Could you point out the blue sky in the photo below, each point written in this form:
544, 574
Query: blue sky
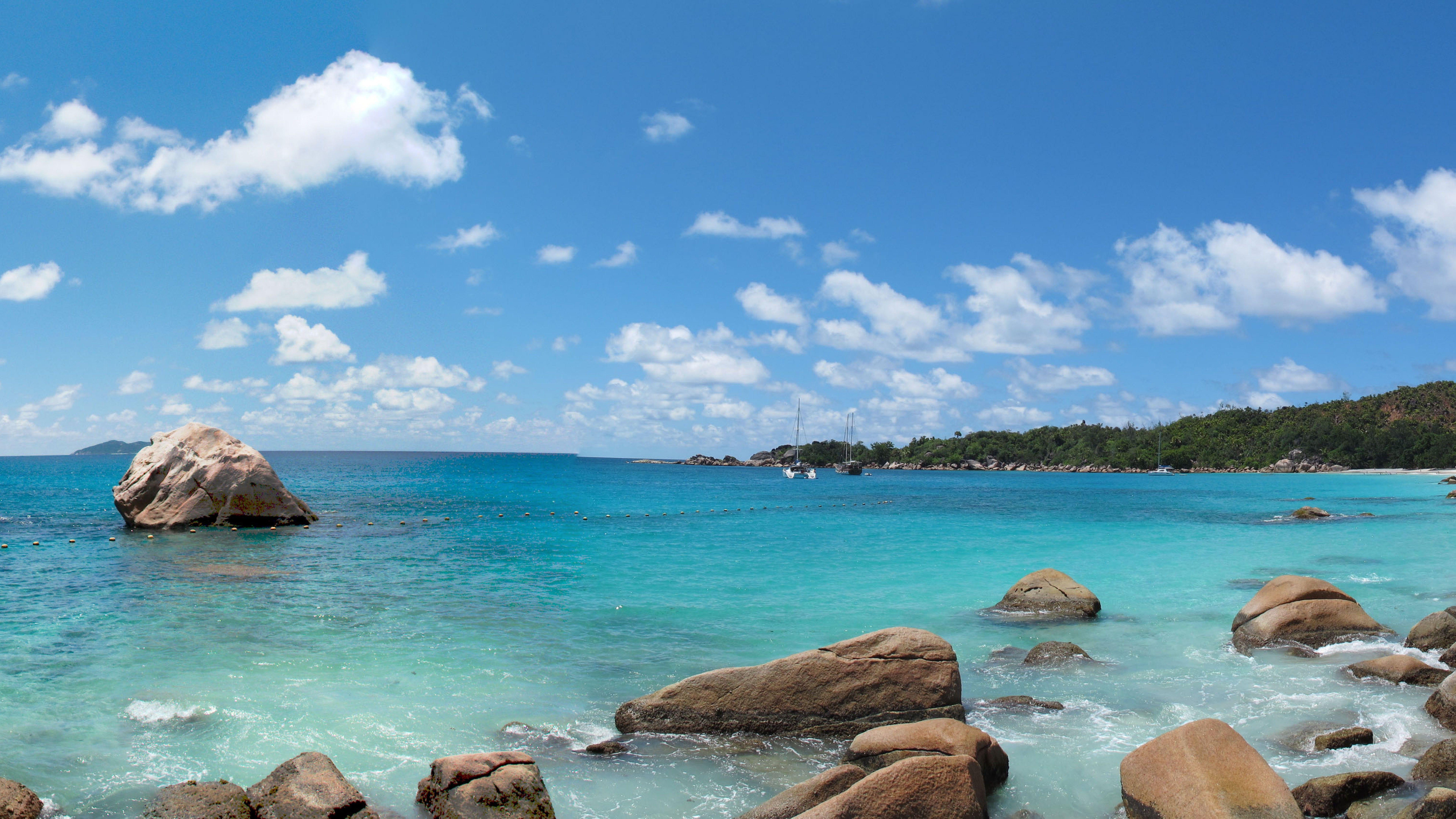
653, 229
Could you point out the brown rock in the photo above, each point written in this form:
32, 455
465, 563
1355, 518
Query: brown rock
1345, 738
1331, 796
1401, 668
199, 476
1050, 594
308, 788
921, 788
504, 785
1310, 623
895, 675
809, 793
1288, 589
200, 801
1203, 770
18, 802
887, 745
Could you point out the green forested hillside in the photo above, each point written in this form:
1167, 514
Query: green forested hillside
1409, 428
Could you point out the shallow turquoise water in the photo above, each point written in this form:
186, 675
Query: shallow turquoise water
135, 664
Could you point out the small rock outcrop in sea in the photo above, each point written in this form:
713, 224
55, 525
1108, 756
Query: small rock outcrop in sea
895, 675
1203, 770
308, 788
1435, 632
1056, 653
809, 793
18, 802
200, 801
884, 747
1307, 611
1400, 668
504, 785
1050, 594
199, 476
1331, 796
1442, 704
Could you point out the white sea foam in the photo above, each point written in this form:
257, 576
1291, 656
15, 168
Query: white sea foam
156, 712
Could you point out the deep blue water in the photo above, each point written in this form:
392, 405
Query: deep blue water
135, 664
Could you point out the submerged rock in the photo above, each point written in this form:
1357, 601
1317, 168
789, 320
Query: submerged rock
1331, 796
1203, 770
809, 793
504, 785
199, 476
895, 675
1050, 594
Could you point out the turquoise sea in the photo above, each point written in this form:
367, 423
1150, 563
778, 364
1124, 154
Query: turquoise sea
145, 662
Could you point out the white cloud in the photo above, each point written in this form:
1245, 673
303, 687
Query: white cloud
135, 384
1289, 377
676, 355
30, 282
1228, 272
299, 343
1423, 246
360, 116
720, 224
625, 256
223, 334
664, 127
351, 285
761, 302
555, 254
474, 237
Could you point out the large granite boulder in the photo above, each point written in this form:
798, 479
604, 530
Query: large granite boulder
18, 802
308, 788
895, 675
1203, 770
504, 785
200, 801
1331, 796
809, 793
921, 788
1050, 594
1435, 632
887, 745
200, 476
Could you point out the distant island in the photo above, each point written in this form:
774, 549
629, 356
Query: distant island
114, 448
1413, 428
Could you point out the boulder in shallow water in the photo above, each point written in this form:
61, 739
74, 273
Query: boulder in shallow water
1203, 770
809, 793
895, 675
883, 747
1400, 668
18, 802
504, 785
308, 788
921, 788
200, 801
1050, 594
1331, 796
200, 476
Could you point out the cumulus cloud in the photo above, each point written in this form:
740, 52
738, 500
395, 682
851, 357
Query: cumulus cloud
720, 224
299, 343
676, 355
30, 282
625, 256
1423, 241
351, 285
666, 127
360, 116
1227, 272
474, 237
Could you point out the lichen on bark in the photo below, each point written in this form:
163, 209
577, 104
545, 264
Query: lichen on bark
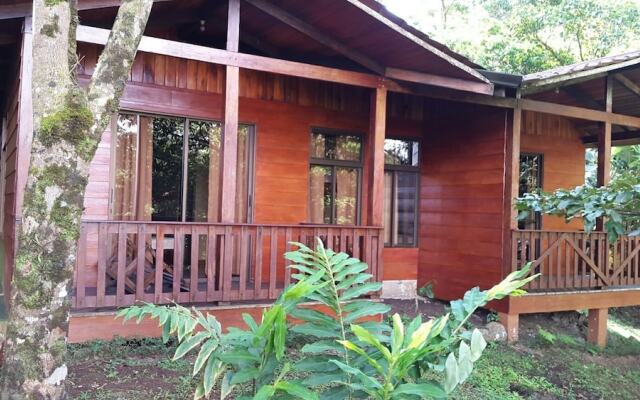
68, 124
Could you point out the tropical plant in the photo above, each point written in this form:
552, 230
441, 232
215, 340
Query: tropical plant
344, 283
253, 356
397, 368
348, 356
618, 203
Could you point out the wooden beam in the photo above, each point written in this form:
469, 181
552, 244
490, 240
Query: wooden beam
420, 42
25, 117
231, 102
580, 113
317, 35
21, 10
628, 84
218, 56
617, 138
604, 139
438, 80
375, 155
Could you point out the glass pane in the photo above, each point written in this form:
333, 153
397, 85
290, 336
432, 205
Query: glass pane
167, 171
405, 208
401, 152
388, 202
335, 147
346, 196
320, 194
124, 185
203, 175
530, 181
242, 176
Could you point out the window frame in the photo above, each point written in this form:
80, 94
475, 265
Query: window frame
334, 164
394, 169
185, 151
540, 178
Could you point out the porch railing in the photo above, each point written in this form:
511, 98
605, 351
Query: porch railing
119, 263
576, 260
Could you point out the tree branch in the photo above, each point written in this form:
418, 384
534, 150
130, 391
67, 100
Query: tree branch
114, 64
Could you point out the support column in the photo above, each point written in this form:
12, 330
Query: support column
604, 145
511, 184
230, 143
375, 152
597, 329
511, 323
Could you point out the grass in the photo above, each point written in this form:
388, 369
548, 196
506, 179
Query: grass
553, 362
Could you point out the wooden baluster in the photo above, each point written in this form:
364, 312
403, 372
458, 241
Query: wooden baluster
81, 266
122, 264
257, 285
194, 267
287, 271
273, 252
158, 291
212, 242
141, 255
227, 265
103, 244
245, 241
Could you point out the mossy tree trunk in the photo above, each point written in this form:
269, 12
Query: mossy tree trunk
68, 123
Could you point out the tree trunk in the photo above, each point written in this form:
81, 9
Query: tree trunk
68, 123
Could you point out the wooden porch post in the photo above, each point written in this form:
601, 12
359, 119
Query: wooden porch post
375, 152
597, 329
230, 143
604, 145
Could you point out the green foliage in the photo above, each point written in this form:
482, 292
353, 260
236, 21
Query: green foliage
346, 357
526, 36
619, 203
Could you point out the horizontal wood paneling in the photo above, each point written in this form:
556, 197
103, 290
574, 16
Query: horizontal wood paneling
461, 206
283, 110
564, 156
400, 263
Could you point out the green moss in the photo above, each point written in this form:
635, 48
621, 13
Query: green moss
71, 123
51, 29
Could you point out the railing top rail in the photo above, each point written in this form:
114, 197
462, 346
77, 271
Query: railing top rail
268, 225
557, 231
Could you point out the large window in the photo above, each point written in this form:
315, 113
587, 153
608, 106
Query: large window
335, 174
531, 169
401, 177
168, 169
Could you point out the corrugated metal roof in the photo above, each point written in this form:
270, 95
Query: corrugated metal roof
584, 68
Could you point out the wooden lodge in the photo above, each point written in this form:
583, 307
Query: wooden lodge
247, 124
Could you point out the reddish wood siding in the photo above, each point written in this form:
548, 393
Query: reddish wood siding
560, 142
283, 110
461, 207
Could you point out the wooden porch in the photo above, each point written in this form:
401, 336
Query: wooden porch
570, 260
197, 263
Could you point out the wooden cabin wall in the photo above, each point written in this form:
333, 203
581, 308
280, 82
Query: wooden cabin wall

====

The entries above should be reproduced exactly, without their pictures.

Could you point out the blue sky in the photo below, each point written in this form:
544, 574
Query: blue sky
653, 229
Could you point out the brown rock in the photo above, each point written in this form:
32, 455
465, 563
1355, 518
Query: brown rock
1345, 738
1331, 796
1401, 668
199, 476
1050, 594
308, 788
921, 788
504, 785
1310, 623
895, 675
809, 793
1288, 589
200, 801
1203, 770
18, 802
887, 745
Could you point out the green forested hillside in the photo above, each point written in this form:
1167, 514
Query: green forested hillside
1409, 428
Could you point out the shallow turquoise water in the photo above, each point written in this form:
186, 675
Query: shallow turquoise water
135, 664
Could you point out the small rock outcrop in sea in the photo above, each point written in this form:
713, 224
55, 525
1108, 756
Query: small rock outcrop in sea
895, 675
1203, 770
308, 788
1435, 632
1056, 653
809, 793
18, 802
200, 801
884, 747
1307, 611
1400, 668
504, 785
1050, 594
199, 476
1331, 796
1442, 704
Could you point out the white sea foam in the photo above, each point written in this form:
257, 576
1291, 656
15, 168
Query: white sea foam
156, 712
Could you point out the deep blue water in the photo above, each point written in this form:
392, 405
Query: deep blue water
135, 664
Could you point out the submerged rock in the photo above, each point written in this form:
1357, 601
1317, 168
789, 320
Query: submerged rock
1331, 796
1203, 770
809, 793
504, 785
199, 476
895, 675
1050, 594
Could you point out the turquoise sea in the photo above, each point written in this form:
367, 423
1150, 563
778, 364
1124, 154
Query: turquoise sea
145, 662
Could you point out the white cloud in the photo above, each point written in this form:
1245, 673
303, 687
Query: white cloud
135, 384
1289, 377
676, 355
30, 282
1228, 272
299, 343
1423, 246
360, 116
720, 224
625, 256
223, 334
664, 127
351, 285
761, 302
555, 254
474, 237
Could you point out the large granite boulder in the photo above, each point written in this form:
798, 479
604, 530
Query: large granite boulder
18, 802
308, 788
895, 675
1203, 770
504, 785
200, 801
1331, 796
809, 793
921, 788
1050, 594
1435, 632
887, 745
200, 476
Could you point out the distant island in the photo above, each point written in this form:
774, 549
629, 356
Query: distant island
114, 448
1413, 428
Could you point out the boulder in shallow water in the photo above, each point written in this form:
61, 739
74, 273
Query: boulder in shallow water
1203, 770
809, 793
895, 675
883, 747
1400, 668
18, 802
504, 785
308, 788
921, 788
200, 801
1050, 594
1331, 796
200, 476
Could you point out the cumulus cloud in the photo above, each point written in this form:
740, 52
738, 500
395, 682
851, 357
Query: cumulus cloud
720, 224
299, 343
676, 355
30, 282
625, 256
1423, 241
351, 285
666, 127
360, 116
1227, 272
474, 237
Could you point out the lichen on bark in the photo below, each point written in this form:
163, 209
577, 104
545, 264
Query: lichen on bark
68, 124
Could you point out the tropical plant in the photo above, each point written in this form:
552, 230
441, 232
215, 340
Query: tropical plant
344, 283
253, 356
397, 368
348, 356
618, 203
Could you point out the wooden beam in the photo above, each point written in this form:
469, 181
552, 244
490, 240
Query: wooden beam
420, 42
25, 117
231, 102
580, 113
317, 35
21, 10
628, 84
218, 56
617, 138
604, 139
438, 80
375, 155
Could you point out the glass pane in the photo above, each point written in this form:
333, 153
397, 85
290, 336
432, 205
Query: glass pane
167, 171
405, 208
401, 152
388, 202
335, 147
346, 196
320, 194
124, 185
203, 175
530, 181
242, 176
Could you point out the window frame in the photo above, each point written in this form:
80, 94
475, 265
Query: window frame
334, 164
394, 169
185, 151
540, 178
Could you point out the porch railing in the photo above, each point written in this form:
511, 98
605, 351
Query: porch railing
119, 263
576, 260
Could you point out the tree branch in the photo above, each point written in this form:
418, 384
534, 150
130, 391
67, 100
Query: tree branch
114, 64
Could you point out the support column in the photo above, each point written in this form:
12, 330
Query: support column
604, 145
511, 184
230, 143
375, 152
597, 329
511, 323
Could you point out the grass in the photo above, each point written in this form:
388, 369
548, 196
506, 179
Query: grass
553, 362
Could you point out the wooden baluster in the photo above, each point written in this form:
364, 312
403, 372
458, 241
Query: wooden baluster
81, 266
122, 264
257, 285
194, 267
287, 271
273, 252
158, 291
212, 242
141, 255
227, 265
103, 244
245, 241
Could you point out the mossy tree trunk in the photo above, each point written in this form:
269, 12
Query: mossy tree trunk
68, 123
Could you point out the tree trunk in the photo above, each point written in this form:
81, 9
Query: tree trunk
68, 123
Could you point out the wooden porch post in the photo above, each point written in this form:
601, 12
359, 119
Query: wooden porch post
375, 152
597, 329
230, 143
604, 145
Could you point out the green foliage in the photo above, each point written in this form:
482, 292
353, 260
236, 21
Query: green foliage
346, 357
526, 36
619, 203
Could you point out the horizontal wood paneling in the photo above, each point written in this form:
556, 197
103, 290
574, 16
Query: horizontal wood paneling
461, 206
283, 110
564, 156
400, 263
Could you point out the green moss in the photo above, each point written in this form:
635, 48
621, 13
Query: green moss
71, 123
51, 29
Could you point out the railing top rail in the photo above, each point written in this form:
114, 197
462, 346
77, 271
Query: railing top rail
268, 225
557, 231
Could you point out the large window in the photo above, each point written in this form:
315, 113
587, 153
608, 106
Query: large window
335, 174
531, 169
401, 177
168, 169
Could you point out the corrugated metal roof in the photo above, each point written in this form:
270, 95
Query: corrugated metal roof
584, 68
Could you point out the wooden lodge in the photo above, each point written in this form:
583, 307
Query: wooden lodge
247, 124
Could you point out the reddish wood siding in the photo above, each point written in this form:
548, 393
Query: reddish wood siding
560, 142
283, 110
461, 207
Could you point out the wooden porch in the photo above, each point written in this form:
401, 336
Query: wooden porch
570, 260
197, 263
Could you point out the wooden cabin wall in the photo above, each point written in this form:
333, 203
581, 308
280, 82
Query: wooden cabin wall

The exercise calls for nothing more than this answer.